TASK OBJECTIVE:
Search the records for "kayak". Report every line where it occurs.

##### DATA TO PROCESS

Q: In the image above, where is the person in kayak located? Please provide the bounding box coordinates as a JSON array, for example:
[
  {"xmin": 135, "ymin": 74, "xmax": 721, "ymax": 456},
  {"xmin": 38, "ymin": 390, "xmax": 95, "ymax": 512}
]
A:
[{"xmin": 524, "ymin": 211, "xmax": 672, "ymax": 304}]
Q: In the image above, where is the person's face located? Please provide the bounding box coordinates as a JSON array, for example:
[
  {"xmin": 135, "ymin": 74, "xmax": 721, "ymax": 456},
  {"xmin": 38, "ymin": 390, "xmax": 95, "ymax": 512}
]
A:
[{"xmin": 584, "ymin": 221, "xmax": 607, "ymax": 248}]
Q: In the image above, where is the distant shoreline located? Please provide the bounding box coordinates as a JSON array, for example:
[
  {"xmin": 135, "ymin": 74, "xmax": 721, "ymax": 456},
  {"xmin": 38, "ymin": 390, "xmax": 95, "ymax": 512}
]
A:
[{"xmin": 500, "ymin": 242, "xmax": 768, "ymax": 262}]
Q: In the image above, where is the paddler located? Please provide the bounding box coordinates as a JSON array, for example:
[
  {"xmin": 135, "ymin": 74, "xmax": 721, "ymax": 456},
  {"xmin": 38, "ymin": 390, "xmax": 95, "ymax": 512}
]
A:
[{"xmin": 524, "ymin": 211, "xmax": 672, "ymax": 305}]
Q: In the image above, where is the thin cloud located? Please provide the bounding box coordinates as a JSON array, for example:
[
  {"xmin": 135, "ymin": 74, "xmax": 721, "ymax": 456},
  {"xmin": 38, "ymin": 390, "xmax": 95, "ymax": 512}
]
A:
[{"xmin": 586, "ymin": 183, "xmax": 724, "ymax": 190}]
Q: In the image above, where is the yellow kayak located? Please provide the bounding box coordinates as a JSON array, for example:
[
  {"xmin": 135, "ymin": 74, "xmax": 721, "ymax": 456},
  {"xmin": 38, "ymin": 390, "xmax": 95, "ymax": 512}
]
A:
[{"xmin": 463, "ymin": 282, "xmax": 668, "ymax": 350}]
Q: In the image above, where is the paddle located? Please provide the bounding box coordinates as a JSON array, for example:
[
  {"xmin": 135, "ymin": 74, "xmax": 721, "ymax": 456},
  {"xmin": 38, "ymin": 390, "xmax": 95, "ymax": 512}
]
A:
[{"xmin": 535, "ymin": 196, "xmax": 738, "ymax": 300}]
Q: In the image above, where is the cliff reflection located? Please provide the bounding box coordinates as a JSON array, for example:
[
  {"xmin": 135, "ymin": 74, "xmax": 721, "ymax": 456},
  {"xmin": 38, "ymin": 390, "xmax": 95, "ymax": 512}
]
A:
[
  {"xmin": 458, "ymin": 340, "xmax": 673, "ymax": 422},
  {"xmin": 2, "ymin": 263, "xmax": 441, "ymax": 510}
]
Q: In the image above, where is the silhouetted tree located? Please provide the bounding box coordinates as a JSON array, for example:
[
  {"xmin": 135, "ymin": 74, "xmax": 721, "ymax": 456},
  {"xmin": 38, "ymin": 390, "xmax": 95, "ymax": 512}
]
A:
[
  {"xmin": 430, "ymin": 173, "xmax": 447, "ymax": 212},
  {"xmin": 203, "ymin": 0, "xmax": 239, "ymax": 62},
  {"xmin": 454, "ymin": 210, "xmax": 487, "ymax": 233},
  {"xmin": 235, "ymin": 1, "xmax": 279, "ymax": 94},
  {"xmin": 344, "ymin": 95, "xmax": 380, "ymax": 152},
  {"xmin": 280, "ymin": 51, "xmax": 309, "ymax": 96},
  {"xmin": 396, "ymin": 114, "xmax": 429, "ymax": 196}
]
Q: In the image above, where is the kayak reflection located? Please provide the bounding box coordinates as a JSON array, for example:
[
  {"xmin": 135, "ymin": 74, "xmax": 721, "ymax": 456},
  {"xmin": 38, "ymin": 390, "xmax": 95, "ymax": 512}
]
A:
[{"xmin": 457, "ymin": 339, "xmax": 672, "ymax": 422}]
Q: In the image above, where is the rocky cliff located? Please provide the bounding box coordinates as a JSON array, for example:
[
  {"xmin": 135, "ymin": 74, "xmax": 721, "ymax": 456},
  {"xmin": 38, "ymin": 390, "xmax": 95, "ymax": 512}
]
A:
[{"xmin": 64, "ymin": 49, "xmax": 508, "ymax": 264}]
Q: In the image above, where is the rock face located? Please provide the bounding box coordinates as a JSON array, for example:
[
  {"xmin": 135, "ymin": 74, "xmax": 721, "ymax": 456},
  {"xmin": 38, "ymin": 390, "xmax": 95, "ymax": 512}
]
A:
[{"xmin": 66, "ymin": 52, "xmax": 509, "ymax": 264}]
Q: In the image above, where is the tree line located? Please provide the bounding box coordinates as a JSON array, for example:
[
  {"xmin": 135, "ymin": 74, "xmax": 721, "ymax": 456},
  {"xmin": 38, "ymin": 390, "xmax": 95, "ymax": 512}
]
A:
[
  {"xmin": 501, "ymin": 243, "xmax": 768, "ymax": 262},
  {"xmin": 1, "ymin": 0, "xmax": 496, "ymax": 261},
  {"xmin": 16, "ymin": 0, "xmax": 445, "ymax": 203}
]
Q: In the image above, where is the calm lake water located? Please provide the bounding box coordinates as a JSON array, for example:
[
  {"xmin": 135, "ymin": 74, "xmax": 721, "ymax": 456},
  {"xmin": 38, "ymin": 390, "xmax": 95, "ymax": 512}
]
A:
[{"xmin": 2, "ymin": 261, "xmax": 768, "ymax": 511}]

##########

ANSWER SPACE:
Q: In the image above, where is the person in kayak located? Please provide the bounding box coordinates as a JSON array, for example:
Q: In the image above, where is the yellow kayak located? Please provide the bounding box coordinates as a JSON array, for example:
Q: In the image above, where is the kayak reflection located? Please provide the bounding box coordinates as a JSON array, for example:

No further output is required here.